◆ DESCRIPTION OF THE TASK
Render every line of the entries below as a numbered list, omitting any blank lines.

◆ RECORDS FOR THIS EXERCISE
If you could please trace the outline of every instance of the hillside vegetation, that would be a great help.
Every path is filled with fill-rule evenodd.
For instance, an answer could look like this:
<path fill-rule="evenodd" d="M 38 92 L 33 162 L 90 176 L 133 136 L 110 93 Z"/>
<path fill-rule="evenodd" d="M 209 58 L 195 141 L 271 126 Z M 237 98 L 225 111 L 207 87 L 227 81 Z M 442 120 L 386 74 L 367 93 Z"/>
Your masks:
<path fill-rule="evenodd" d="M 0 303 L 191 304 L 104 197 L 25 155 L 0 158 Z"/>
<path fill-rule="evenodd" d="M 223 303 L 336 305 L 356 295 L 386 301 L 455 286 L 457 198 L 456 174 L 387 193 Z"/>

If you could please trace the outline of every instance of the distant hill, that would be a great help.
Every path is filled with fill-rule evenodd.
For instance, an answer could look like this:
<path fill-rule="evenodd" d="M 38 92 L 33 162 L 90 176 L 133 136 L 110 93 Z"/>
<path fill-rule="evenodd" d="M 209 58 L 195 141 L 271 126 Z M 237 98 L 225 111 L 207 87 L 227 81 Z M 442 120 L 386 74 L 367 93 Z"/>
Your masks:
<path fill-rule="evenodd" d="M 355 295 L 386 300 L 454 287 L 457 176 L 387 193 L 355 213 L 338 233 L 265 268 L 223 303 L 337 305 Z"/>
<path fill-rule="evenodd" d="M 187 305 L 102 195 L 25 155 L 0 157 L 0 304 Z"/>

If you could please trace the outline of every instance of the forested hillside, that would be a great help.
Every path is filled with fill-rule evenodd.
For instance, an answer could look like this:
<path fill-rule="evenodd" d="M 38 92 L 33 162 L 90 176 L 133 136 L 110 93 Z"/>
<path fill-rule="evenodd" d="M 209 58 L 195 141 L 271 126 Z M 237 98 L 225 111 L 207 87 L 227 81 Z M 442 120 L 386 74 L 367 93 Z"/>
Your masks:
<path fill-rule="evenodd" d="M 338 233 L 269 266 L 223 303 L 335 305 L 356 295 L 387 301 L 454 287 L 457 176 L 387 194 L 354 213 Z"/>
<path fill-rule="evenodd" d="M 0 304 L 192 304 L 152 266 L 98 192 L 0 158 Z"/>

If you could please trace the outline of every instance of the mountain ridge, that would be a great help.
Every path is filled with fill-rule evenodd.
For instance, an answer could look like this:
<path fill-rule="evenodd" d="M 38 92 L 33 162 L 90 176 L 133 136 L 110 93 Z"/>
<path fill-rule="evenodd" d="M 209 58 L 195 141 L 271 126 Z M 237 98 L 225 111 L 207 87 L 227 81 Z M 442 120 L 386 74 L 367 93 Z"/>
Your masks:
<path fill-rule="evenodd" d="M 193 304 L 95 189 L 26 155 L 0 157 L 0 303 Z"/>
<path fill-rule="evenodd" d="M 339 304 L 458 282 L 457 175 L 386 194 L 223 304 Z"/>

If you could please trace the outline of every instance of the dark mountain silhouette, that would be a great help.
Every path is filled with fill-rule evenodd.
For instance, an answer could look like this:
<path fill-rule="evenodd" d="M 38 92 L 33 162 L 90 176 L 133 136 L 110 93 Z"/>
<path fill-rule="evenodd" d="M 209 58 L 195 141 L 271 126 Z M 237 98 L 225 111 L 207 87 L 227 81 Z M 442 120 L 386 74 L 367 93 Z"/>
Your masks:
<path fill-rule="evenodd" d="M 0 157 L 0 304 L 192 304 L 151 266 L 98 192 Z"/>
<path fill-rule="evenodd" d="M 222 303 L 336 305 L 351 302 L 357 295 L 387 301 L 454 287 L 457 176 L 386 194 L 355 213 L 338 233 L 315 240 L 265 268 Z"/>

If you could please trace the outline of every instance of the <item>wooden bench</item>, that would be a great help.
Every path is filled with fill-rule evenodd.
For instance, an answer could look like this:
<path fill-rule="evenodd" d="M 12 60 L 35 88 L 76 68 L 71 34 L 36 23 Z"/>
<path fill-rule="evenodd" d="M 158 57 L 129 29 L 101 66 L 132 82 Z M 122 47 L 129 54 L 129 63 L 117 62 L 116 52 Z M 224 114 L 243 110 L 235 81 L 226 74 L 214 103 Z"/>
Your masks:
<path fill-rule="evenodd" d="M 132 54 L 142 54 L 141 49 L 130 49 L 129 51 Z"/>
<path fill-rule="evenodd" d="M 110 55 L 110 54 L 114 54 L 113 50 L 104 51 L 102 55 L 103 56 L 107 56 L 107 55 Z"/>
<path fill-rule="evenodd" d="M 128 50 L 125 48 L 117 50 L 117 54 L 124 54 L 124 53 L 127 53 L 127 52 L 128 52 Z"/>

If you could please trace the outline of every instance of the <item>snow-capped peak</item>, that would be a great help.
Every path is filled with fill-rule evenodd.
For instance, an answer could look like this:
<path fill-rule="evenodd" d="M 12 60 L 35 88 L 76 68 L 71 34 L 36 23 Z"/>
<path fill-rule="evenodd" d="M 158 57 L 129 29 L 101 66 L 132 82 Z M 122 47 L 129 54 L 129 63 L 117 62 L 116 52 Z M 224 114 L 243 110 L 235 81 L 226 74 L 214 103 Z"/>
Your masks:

◆ EXERCISE RESULT
1. If you could please trace the outline of every instance of the hillside vegetation, that would be a great help.
2. Every path is filled with fill-rule evenodd.
3. For instance, an answer could look like this:
4. <path fill-rule="evenodd" d="M 38 92 L 33 162 L 90 176 L 133 136 L 110 93 Z"/>
5. <path fill-rule="evenodd" d="M 209 58 L 195 141 L 271 126 Z M 237 98 L 225 111 L 207 87 L 227 81 Z M 442 120 L 386 74 L 367 93 Z"/>
6. Your masks:
7. <path fill-rule="evenodd" d="M 0 303 L 191 304 L 104 197 L 25 155 L 0 158 Z"/>
8. <path fill-rule="evenodd" d="M 223 303 L 336 305 L 356 295 L 386 301 L 455 286 L 457 198 L 456 174 L 387 193 Z"/>
9. If you could please trace the outline of every instance of the distant hill, that would be a great help.
10. Every path is filled with fill-rule evenodd.
11. For instance, an answer could look like this:
12. <path fill-rule="evenodd" d="M 38 92 L 33 162 L 90 176 L 133 136 L 110 93 Z"/>
13. <path fill-rule="evenodd" d="M 209 58 L 195 141 L 271 126 Z M 237 98 L 225 111 L 207 87 L 227 81 Z M 442 120 L 386 74 L 367 93 Z"/>
14. Your masks:
15. <path fill-rule="evenodd" d="M 355 295 L 386 300 L 454 287 L 457 176 L 387 193 L 355 213 L 338 233 L 265 268 L 223 303 L 337 305 Z"/>
16. <path fill-rule="evenodd" d="M 187 305 L 102 195 L 25 155 L 0 157 L 0 304 Z"/>
17. If you could please trace the outline of every instance of the forested hillside, that would be a great help.
18. Every path is filled with fill-rule evenodd.
19. For instance, an answer could look like this:
20. <path fill-rule="evenodd" d="M 38 92 L 33 162 L 90 176 L 133 136 L 110 93 Z"/>
21. <path fill-rule="evenodd" d="M 209 58 L 195 141 L 271 126 Z M 237 98 L 225 111 L 207 87 L 227 81 Z M 442 120 L 386 74 L 367 93 Z"/>
22. Your masks:
23. <path fill-rule="evenodd" d="M 338 233 L 269 266 L 223 303 L 335 305 L 356 295 L 387 301 L 454 287 L 457 176 L 387 194 L 354 213 Z"/>
24. <path fill-rule="evenodd" d="M 0 304 L 192 304 L 152 266 L 98 192 L 0 158 Z"/>
25. If you could please trace the outline of every instance of the mountain ridge, that would be a great help.
26. Every path is filled with fill-rule evenodd.
27. For instance, an answer could look like this:
28. <path fill-rule="evenodd" d="M 38 92 L 33 162 L 90 176 L 133 136 L 110 93 Z"/>
29. <path fill-rule="evenodd" d="M 209 58 L 195 141 L 271 126 Z M 237 98 L 225 111 L 207 87 L 227 81 Z M 442 120 L 386 74 L 367 93 Z"/>
30. Your masks:
31. <path fill-rule="evenodd" d="M 193 304 L 95 189 L 26 155 L 0 157 L 0 303 Z"/>
32. <path fill-rule="evenodd" d="M 339 304 L 458 282 L 457 175 L 386 194 L 223 304 Z"/>
33. If you could please trace the outline of every instance of the dark mountain silhouette, that would be a great help.
34. Every path is filled with fill-rule evenodd.
35. For instance, an answer could look like this:
36. <path fill-rule="evenodd" d="M 38 92 L 33 162 L 90 176 L 133 136 L 110 93 Z"/>
37. <path fill-rule="evenodd" d="M 209 58 L 195 141 L 271 126 Z M 237 98 L 225 111 L 207 87 L 227 81 Z M 442 120 L 386 74 L 367 93 Z"/>
38. Your masks:
39. <path fill-rule="evenodd" d="M 0 157 L 0 304 L 192 304 L 151 266 L 98 192 Z"/>
40. <path fill-rule="evenodd" d="M 222 303 L 336 305 L 351 302 L 357 295 L 387 301 L 454 287 L 457 176 L 386 194 L 355 213 L 338 233 L 315 240 L 265 268 Z"/>
41. If you could please trace the outline of every instance of the <item>wooden bench</item>, that would be a great help.
42. Every path is filled with fill-rule evenodd.
43. For instance, an answer could look like this:
44. <path fill-rule="evenodd" d="M 12 60 L 35 88 L 76 68 L 71 34 L 36 23 Z"/>
45. <path fill-rule="evenodd" d="M 158 57 L 129 29 L 101 66 L 132 82 Z M 122 47 L 129 54 L 129 63 L 117 62 L 116 52 Z M 224 114 L 243 110 L 235 81 L 226 74 L 214 103 Z"/>
46. Your masks:
47. <path fill-rule="evenodd" d="M 132 54 L 142 54 L 141 49 L 130 49 L 129 51 Z"/>
48. <path fill-rule="evenodd" d="M 110 55 L 110 54 L 114 54 L 113 50 L 104 51 L 102 55 L 103 56 L 107 56 L 107 55 Z"/>
49. <path fill-rule="evenodd" d="M 128 50 L 125 48 L 117 50 L 117 54 L 124 54 L 124 53 L 127 53 L 127 52 L 128 52 Z"/>
50. If you could please trace the outline of every instance of the <item>snow-capped peak</item>, that would be a great help.
51. Every path is filled with fill-rule evenodd.
52. For instance, an answer could look like this:
53. <path fill-rule="evenodd" d="M 12 60 L 35 88 L 76 68 L 71 34 L 36 23 Z"/>
54. <path fill-rule="evenodd" d="M 158 57 L 129 29 L 101 66 L 132 82 Z M 122 47 L 129 54 L 129 63 L 117 62 L 116 52 Z M 224 114 L 243 110 L 235 81 L 226 74 L 214 103 Z"/>
55. Your masks:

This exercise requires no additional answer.